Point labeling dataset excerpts
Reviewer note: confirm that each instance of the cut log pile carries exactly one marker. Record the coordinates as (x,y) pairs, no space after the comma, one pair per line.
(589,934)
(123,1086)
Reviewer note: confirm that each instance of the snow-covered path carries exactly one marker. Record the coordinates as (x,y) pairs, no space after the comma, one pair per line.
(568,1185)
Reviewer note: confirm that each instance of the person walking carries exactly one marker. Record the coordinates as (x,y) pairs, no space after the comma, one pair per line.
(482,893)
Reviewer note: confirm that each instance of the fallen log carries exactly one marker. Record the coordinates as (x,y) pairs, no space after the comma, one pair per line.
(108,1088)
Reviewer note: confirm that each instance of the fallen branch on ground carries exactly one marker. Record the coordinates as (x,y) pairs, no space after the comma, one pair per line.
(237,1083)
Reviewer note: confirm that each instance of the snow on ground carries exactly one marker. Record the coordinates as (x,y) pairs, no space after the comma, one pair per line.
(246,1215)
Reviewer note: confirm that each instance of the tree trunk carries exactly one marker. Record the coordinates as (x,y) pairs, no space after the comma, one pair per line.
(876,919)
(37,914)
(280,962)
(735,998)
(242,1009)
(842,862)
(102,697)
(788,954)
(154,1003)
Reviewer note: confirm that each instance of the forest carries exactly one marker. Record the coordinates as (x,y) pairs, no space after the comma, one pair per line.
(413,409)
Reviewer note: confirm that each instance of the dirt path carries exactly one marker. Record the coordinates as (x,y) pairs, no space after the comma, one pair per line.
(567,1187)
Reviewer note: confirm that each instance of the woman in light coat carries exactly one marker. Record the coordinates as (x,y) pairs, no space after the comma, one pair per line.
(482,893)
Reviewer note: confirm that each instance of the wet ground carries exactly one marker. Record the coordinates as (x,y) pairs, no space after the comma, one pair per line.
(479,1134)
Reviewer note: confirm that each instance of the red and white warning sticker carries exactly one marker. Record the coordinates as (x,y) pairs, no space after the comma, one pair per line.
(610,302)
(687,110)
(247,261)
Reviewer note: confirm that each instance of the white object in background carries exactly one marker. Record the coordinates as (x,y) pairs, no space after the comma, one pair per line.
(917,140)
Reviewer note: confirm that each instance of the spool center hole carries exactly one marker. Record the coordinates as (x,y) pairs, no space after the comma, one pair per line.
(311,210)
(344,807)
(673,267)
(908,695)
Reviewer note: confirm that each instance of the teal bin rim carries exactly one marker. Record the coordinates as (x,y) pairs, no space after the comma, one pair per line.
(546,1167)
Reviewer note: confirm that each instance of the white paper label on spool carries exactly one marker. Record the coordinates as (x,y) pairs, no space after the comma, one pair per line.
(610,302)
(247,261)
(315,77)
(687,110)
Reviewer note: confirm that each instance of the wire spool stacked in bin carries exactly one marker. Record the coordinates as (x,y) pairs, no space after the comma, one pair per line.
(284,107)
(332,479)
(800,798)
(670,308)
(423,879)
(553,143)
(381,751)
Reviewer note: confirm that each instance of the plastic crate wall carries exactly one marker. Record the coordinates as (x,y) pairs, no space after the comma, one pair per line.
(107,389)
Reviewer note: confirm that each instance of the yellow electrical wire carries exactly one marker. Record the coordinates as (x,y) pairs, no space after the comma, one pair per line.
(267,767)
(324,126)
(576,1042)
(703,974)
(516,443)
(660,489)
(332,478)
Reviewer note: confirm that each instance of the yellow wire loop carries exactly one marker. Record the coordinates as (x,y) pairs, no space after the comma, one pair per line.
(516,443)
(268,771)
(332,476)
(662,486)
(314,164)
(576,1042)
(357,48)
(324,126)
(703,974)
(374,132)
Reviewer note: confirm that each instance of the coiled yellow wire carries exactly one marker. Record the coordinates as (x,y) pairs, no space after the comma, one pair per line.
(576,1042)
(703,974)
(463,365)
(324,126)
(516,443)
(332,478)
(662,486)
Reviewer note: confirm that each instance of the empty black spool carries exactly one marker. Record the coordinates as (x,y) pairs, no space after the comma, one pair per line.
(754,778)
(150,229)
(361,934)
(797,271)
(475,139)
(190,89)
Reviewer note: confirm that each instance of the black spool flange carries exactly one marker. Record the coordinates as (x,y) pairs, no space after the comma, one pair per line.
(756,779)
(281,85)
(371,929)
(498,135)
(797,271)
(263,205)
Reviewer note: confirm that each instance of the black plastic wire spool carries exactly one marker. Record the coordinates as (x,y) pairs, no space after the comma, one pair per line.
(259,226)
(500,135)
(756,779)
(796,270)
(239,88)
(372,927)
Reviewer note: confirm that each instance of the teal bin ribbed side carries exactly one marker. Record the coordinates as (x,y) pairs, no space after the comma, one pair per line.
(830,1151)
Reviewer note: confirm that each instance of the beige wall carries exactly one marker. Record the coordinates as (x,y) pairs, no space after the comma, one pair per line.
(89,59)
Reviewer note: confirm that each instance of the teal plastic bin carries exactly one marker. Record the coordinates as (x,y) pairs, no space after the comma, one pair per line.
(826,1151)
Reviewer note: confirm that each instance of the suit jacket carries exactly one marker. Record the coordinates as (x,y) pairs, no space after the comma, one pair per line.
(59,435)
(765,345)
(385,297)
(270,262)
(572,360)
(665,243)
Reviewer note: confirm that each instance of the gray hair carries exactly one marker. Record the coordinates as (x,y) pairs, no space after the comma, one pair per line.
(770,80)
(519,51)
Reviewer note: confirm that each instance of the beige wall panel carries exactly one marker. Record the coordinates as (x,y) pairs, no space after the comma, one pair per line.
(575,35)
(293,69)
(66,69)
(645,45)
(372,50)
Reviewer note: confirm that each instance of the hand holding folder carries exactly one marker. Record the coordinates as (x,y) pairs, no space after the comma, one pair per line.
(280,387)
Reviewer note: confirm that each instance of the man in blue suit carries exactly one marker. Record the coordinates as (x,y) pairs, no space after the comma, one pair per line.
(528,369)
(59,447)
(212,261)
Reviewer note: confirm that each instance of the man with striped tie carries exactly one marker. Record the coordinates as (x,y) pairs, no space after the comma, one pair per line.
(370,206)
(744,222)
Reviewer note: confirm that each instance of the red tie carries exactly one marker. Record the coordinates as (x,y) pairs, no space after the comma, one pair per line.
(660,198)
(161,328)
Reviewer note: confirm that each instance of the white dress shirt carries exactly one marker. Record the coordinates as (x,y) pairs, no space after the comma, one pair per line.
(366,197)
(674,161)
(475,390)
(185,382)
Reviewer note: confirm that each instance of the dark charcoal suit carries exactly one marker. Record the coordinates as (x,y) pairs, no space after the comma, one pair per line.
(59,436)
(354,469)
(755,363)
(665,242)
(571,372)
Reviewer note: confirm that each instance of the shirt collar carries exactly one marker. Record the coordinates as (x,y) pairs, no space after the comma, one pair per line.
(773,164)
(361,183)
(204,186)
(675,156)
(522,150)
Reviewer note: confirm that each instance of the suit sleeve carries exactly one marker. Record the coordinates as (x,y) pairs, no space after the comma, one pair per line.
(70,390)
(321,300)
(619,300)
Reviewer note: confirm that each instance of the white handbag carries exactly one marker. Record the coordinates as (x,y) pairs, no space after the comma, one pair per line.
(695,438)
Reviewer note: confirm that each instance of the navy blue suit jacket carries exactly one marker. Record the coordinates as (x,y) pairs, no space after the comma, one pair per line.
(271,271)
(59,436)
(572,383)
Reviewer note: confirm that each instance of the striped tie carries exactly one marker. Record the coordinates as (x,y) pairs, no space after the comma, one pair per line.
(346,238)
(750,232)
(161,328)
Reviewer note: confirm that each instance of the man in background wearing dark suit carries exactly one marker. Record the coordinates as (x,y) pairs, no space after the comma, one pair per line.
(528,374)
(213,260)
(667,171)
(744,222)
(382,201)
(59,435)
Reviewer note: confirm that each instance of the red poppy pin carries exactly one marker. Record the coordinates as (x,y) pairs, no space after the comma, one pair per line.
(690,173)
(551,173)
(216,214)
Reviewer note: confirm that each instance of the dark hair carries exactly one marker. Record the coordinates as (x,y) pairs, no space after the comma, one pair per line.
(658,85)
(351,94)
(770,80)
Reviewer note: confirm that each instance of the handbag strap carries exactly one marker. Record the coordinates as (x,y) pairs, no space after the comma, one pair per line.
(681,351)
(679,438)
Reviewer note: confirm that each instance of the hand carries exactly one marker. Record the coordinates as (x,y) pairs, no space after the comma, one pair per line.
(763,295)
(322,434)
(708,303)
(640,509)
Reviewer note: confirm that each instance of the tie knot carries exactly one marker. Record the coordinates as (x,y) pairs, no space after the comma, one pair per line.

§ Written task:
Beginning at the line where "Reviewer note: confirm that each instance of the handbag" appears, extract each line through the end of the data above; keep them exact and include nothing else.

§ Result:
Reviewer note: confirm that each instance of the handbag strap carries exactly one marker. Record the coordinates as (x,y) pairs, no space after the comma, one pair per line.
(681,351)
(679,438)
Reviewer note: confirm that each instance of the hand carries exactly one marker. Record the coordinates as (x,y) pairs, no space after the comma, one pair per line.
(763,295)
(322,434)
(708,303)
(640,509)
Reviewer note: confirm that each instance of the tie knot carries exactly one marker. Record the coordinates as (x,y) pairs, no space after the comma, one pair per line.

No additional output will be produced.